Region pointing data
=== Begin Enclosure ===

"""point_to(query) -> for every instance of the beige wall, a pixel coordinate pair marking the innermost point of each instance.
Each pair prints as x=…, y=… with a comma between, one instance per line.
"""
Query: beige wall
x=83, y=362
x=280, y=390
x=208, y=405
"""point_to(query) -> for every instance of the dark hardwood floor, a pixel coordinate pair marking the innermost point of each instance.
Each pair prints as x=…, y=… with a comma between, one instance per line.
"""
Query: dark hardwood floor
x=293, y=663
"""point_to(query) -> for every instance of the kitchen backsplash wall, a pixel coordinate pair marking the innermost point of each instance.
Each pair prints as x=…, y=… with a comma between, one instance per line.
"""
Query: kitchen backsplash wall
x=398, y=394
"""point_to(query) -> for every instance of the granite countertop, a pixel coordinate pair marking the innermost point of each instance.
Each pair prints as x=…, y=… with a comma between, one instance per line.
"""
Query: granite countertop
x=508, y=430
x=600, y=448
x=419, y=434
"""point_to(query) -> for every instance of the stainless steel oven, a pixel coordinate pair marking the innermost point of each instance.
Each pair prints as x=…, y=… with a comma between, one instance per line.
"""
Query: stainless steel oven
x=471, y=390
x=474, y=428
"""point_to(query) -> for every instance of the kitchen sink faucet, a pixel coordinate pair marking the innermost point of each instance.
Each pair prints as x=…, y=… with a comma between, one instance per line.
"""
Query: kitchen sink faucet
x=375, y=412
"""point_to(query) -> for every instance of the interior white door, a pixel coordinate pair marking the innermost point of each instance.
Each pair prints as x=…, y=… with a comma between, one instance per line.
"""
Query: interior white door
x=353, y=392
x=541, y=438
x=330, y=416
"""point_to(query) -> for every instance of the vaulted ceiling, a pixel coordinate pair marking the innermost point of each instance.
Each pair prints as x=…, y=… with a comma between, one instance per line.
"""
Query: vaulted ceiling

=== End Enclosure ===

### INSTRUCTIONS TO FOLLOW
Wherever the string "ceiling" is found in the entries, copy the line it sits in.

### RESPONSE FOR THIS EXERCISE
"""point_to(query) -> for every instance of the vaulted ceiling, a pixel coordinate pair marking the innermost point of each instance.
Query: vaulted ceiling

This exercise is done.